(Rows from a pointing dataset)
=-=-=
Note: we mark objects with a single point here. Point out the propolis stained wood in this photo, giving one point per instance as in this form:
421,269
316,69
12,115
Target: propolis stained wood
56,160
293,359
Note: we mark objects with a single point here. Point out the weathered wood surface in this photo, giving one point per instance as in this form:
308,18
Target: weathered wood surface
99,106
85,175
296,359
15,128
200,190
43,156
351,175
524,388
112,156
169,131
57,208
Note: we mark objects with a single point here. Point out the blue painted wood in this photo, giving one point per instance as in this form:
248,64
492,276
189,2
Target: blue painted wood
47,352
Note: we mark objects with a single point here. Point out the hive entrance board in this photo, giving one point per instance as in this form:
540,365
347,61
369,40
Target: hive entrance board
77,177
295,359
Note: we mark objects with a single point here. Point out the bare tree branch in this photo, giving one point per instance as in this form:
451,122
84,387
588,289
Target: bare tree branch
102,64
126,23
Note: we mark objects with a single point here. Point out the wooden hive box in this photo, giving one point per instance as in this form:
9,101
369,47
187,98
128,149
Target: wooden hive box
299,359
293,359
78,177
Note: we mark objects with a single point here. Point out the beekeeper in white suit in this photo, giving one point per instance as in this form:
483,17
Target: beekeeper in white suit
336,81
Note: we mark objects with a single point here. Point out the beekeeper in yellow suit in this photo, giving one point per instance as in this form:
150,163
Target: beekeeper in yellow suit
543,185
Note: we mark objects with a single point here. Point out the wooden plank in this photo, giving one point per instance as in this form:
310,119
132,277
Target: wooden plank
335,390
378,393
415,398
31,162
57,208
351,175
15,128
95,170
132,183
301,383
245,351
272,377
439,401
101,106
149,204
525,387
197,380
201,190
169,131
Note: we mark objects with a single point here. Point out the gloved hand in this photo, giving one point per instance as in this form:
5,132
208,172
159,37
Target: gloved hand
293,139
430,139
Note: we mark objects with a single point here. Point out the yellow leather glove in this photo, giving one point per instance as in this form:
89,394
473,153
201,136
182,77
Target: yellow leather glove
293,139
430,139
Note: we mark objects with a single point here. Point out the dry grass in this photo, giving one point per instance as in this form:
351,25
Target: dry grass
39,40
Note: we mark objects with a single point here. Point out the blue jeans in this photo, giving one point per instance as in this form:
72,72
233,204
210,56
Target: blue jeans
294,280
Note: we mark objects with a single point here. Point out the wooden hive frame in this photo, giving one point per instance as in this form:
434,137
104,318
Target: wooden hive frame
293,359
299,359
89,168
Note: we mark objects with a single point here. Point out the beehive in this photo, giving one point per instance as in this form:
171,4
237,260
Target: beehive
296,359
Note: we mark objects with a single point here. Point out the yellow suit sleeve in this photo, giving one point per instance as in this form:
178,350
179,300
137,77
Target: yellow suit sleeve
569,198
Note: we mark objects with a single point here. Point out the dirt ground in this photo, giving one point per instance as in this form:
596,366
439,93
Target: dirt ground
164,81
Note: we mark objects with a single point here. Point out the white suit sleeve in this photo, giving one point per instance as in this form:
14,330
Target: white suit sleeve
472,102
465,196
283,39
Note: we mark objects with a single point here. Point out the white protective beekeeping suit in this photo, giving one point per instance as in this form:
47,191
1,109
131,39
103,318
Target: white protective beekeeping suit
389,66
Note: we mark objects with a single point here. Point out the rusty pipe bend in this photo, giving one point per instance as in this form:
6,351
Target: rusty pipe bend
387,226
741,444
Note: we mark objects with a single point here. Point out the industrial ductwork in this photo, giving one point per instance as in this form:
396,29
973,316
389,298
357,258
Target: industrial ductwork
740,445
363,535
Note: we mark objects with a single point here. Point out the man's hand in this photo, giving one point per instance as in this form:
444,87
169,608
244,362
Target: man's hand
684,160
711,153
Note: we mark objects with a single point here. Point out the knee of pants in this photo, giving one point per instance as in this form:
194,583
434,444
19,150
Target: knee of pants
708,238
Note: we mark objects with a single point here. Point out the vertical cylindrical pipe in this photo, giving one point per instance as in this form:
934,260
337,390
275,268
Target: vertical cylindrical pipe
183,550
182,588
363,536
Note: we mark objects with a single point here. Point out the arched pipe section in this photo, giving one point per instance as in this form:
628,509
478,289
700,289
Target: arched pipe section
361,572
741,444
=-=-=
■ Aim: Reproduce each of the items above word for word, from the first one through the last.

■ Answer to the exercise:
Note: we mark objects with a single point here. Point out the propolis stained wood in this photo, giving one point per instance as in this form:
421,269
316,69
12,115
Target: propolis stained wood
56,160
293,359
Note: we mark objects with a single point here. Point out the weathered wood surface in this photo, giving one point per instance as in this form:
308,18
Target: weathered wood surface
99,106
85,175
296,359
15,128
200,190
43,156
351,175
524,388
112,156
169,131
57,208
Note: we mark objects with a single point here. Point out the blue painted wood in this photo, giving one point per instance as in this form:
248,64
492,276
189,2
Target: blue painted wood
47,352
Note: we mark objects with a single point here. Point out the hive entrance board in this photo, giving one point per instance as in this form:
540,365
347,61
369,40
Target: hive entrance board
77,177
295,359
Note: we mark objects with a single point here. Point out the bare tree branch in this photo, giving one point per instance as in this form:
451,122
84,387
588,289
Target: bare tree branch
102,64
126,23
Note: we mark objects with a single point here. Point out the wooden hive box in this photo, giving one point per instance as in this form:
9,101
369,47
187,98
128,149
Target: wooden hive box
299,359
293,359
78,177
Note: we mark objects with a single point here. Point out the beekeeper in white suit in this photo, giving one point per instance as in this form:
483,17
Target: beekeeper in white suit
336,81
Note: we mark objects with a single point here. Point out the beekeeper in yellow suit in this photo, giving one point per instance as in this form:
150,163
Target: beekeeper in yellow suit
543,185
Note: we mark objects with a single point here. Point out the wooden plank in this photo, giving one point per instance as in this form:
310,119
132,277
Target: wooden plank
335,390
378,393
415,398
31,162
57,208
351,175
15,128
95,170
132,183
301,383
245,351
272,377
439,401
101,106
149,204
525,387
197,380
201,190
169,131
Note: we mark objects with a single point here. Point out the gloved hand in this photo, giving one point per instance as in this form:
5,132
208,172
159,37
Target: gloved hand
293,139
430,139
Note: we mark objects with a single point here. Point out the yellow leather glove in this photo, giving one point per instance as in this form:
89,394
473,153
201,136
182,77
Target: yellow leather glove
293,139
430,139
Note: we mark objects with a single point here. Point out the dry grass in this photo, giving one point per instance as in this form:
351,25
Target: dry grass
39,40
Note: we mark objects with a single point here. Point out the blue jeans in this photo, giving one point per instance as in this form:
72,72
233,204
210,56
Target: blue jeans
294,280
Note: we mark objects with a single point here. Point out the wooden hive frame in this photo, giving one point per instance as in this form:
434,137
104,318
Target: wooden hive frame
293,359
299,359
89,168
Note: we mark objects with a single point here. Point out the beehive in this photo, giving one point per instance as in this form:
171,4
237,260
Target: beehive
296,359
Note: we mark objects with a single point here. Point out the yellow suit sleeve in this photo, giving one point per instance as in this form:
178,350
179,300
137,77
Target: yellow suit sleeve
569,198
Note: we mark objects with a single point here. Point out the dirt ground in this photo, giving one point per instance as in this form:
596,366
439,93
Target: dirt ground
164,81
Note: we mark objects with a single point here. Point out the white suit sleeve in this photo, giving one point per instance as in this form:
14,330
Target: white suit sleeve
472,102
465,196
283,39
Note: we mark objects with a single point here. Point out the white protective beekeeping suit in this photo, giving one point per instance as in this form:
47,191
1,109
131,39
103,318
Target: white protective beekeeping suit
389,66
Note: we mark objects with a single point here. Point out the rusty pipe bend in this photo, giving one point per instance as in this form:
6,351
Target: rusty pipe bend
387,226
741,444
Note: we mark objects with a single point here. Point out the industrial ductwork in this photo, giving one point per instance as in this form:
396,29
973,316
389,298
357,258
Target: industrial ductwork
740,445
363,535
Note: we mark objects with a single point here. Point out the man's hand in this photo, giving one point per instance as in this form:
444,87
169,608
244,362
Target: man's hand
684,160
711,153
Note: we mark objects with a single point here. Point out the knee of pants in this photo, giving one point per instance as in this form:
194,583
434,444
19,150
Target: knee of pants
708,238
Note: we mark objects with a single point here. Point out the vertical cylindrical pipe in this photo, giving one point per instance as in this form:
934,260
337,390
275,268
Target: vertical cylindrical pipe
183,550
182,588
363,536
Note: we mark objects with a single point here. Point out the arched pipe section in this photo, giving one point per instance as in this form:
628,509
478,289
700,289
Target: arched pipe section
361,572
741,444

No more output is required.